Esercizio A: Riscrivi esattamente il passo del testo sul rapporto Hutton che va da "I sondaggi di" fino a "del caso Kelly." compreso.

In conseguenza, il presidente ed il direttore generale della BBC, Gavin
Davies e Greg Dyke, si sono dimessi dai loro incarichi. Anche il
giornalista Andrew Gilligan, autore dei servizi in questione, si
è dimesso.
I sondaggi di opinione riportano che la maggioranza del pubblico
britannico disapprova il comportamento del governo britannico e ritiene
che non sia colpa della BBC. Greg Dyke, ormai libero da vincoli, ha
fatto dichiarazioni molto forti contro il rapporto Hutton. In
particolare, ha fatto notare che ad un giornalista non può
essere chiesto di accertare la verità delle dichiarazioni di un
esperto, altrimenti diventerebbe impossibile pubblicare alcunché
su argomenti delicati come quello del caso Kelly.
La relazione Kay
Il giorno stesso in cui a Londra veniva pubblicato il rapporto di Lord
Hutton, a Washington il capo degli ispettori americani inviati in Iraq
per cercare le armi segrete di Saddam Hussein, terminato il suo
incarico, presentava le sue conclusioni al Congresso. David Kay ha
dichiarato senza esitazione che non vi erano affatto armi di
distruzione di massa in Iraq. Il suo successore concorda e ritiene
poco probabile che le ulteriori ricerche tuttora in corso troveranno
alcunché.

[Righe salvate]
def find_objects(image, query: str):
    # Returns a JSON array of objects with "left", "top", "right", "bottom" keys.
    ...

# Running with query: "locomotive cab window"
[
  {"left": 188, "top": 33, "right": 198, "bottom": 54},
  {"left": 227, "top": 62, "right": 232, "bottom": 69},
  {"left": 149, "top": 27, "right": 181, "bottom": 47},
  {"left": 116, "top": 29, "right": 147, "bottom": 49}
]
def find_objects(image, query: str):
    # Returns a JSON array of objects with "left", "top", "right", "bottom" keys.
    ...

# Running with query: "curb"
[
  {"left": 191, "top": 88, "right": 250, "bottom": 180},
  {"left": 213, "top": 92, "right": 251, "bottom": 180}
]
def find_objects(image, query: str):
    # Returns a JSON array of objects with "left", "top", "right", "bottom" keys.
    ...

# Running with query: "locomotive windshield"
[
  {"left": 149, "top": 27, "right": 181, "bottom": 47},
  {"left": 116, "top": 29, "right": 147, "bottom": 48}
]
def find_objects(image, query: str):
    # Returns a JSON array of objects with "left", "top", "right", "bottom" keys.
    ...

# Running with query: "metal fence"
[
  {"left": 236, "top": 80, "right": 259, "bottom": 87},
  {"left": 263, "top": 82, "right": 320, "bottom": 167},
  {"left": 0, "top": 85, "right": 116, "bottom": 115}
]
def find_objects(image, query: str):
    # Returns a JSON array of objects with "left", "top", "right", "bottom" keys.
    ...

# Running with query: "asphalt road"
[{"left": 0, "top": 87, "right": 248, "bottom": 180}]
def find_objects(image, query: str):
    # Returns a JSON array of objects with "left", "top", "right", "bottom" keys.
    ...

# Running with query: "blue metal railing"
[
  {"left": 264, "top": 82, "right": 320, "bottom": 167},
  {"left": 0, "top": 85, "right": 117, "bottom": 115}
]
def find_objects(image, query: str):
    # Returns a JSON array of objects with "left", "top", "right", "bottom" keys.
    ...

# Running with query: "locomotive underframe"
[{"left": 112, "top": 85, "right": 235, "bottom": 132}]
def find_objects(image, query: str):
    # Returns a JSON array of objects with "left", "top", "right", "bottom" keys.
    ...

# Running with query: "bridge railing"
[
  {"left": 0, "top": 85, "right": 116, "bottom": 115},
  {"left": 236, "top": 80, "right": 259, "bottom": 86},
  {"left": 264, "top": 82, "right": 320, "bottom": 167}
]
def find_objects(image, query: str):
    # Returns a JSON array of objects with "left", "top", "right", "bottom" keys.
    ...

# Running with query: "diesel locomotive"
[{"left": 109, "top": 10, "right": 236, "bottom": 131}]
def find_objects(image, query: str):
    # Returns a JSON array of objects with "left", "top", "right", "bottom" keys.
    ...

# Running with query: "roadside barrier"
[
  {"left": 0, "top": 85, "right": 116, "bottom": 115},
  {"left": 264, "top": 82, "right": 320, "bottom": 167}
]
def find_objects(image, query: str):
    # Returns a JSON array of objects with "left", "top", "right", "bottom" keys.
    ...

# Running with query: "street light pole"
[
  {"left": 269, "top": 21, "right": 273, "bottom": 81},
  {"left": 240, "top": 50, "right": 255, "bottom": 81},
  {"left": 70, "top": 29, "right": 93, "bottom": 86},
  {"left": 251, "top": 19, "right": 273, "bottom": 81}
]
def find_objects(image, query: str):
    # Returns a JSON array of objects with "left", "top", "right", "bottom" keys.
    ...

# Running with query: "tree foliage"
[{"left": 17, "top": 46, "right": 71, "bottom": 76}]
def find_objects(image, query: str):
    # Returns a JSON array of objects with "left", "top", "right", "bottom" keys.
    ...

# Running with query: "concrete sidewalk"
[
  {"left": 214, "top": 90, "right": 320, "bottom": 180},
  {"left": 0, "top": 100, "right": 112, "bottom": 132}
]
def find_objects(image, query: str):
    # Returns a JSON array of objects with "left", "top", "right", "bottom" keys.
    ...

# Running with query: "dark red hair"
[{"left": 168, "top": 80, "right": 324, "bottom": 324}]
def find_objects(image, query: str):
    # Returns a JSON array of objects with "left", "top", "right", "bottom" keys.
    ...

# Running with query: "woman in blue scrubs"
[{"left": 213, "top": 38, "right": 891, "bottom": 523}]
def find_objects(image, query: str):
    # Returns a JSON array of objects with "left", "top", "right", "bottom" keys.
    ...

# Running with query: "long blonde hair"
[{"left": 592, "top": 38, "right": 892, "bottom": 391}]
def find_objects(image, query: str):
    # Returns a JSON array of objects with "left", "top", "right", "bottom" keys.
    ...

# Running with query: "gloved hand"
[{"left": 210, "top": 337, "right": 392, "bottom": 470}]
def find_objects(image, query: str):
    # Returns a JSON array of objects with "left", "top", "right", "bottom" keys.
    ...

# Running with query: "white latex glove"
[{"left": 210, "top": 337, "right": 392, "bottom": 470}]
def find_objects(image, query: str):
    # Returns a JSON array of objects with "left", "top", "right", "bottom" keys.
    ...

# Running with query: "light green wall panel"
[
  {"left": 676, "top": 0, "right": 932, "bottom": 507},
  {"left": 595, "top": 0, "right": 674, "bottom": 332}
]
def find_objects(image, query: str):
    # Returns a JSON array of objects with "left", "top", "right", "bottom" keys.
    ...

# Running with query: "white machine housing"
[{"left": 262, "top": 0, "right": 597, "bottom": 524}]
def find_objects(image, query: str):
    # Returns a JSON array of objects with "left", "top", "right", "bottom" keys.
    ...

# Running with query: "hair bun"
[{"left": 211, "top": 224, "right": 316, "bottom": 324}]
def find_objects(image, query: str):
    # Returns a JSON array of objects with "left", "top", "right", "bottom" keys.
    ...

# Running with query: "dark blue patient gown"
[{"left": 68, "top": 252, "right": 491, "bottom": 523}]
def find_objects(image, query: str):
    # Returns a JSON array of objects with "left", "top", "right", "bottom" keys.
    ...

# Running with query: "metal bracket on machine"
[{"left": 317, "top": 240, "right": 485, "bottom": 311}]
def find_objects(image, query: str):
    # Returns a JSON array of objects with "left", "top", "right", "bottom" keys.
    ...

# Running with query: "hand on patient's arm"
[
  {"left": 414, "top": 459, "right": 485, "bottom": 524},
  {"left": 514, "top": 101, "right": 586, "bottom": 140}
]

Esercizio B: Restituisci tutte le righe che contengono la stringa "patient", distinguendo tra maiuscole e minuscole.

Risposta A:
I sondaggi di opinione riportano che la maggioranza del pubblico
britannico disapprova il comportamento del governo britannico e ritiene
che non sia colpa della BBC. Greg Dyke, ormai libero da vincoli, ha
fatto dichiarazioni molto forti contro il rapporto Hutton. In
particolare, ha fatto notare che ad un giornalista non può
essere chiesto di accertare la verità delle dichiarazioni di un
esperto, altrimenti diventerebbe impossibile pubblicare alcunché
su argomenti delicati come quello del caso Kelly.

Risposta B:
# Running with query: "dark blue patient gown"
# Running with query: "hand on patient's arm"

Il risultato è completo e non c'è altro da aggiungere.